*** Block opens ***

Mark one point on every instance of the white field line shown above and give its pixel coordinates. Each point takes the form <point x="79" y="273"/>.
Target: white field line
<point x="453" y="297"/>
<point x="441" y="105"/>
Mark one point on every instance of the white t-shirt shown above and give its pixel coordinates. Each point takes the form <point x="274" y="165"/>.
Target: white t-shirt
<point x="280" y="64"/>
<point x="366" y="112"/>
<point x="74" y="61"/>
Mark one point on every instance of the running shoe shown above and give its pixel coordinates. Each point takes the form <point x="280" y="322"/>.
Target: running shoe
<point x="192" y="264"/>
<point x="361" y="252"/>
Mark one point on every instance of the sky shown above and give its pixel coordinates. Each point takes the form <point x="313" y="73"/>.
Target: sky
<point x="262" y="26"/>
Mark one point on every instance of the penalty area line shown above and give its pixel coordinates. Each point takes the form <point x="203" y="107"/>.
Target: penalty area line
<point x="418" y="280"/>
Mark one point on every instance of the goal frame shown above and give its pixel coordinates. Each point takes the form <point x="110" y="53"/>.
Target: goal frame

*** Block closes ***

■ **Your instructions**
Write out only what runs from the line holding "Mark one point on every instance of the goal" through the last line of the records, exactly as shown.

■ **Solved exercise**
Mark one point on every instance of the goal frame shown above and give its pixel coordinates. Each point takes the form <point x="110" y="53"/>.
Target: goal frame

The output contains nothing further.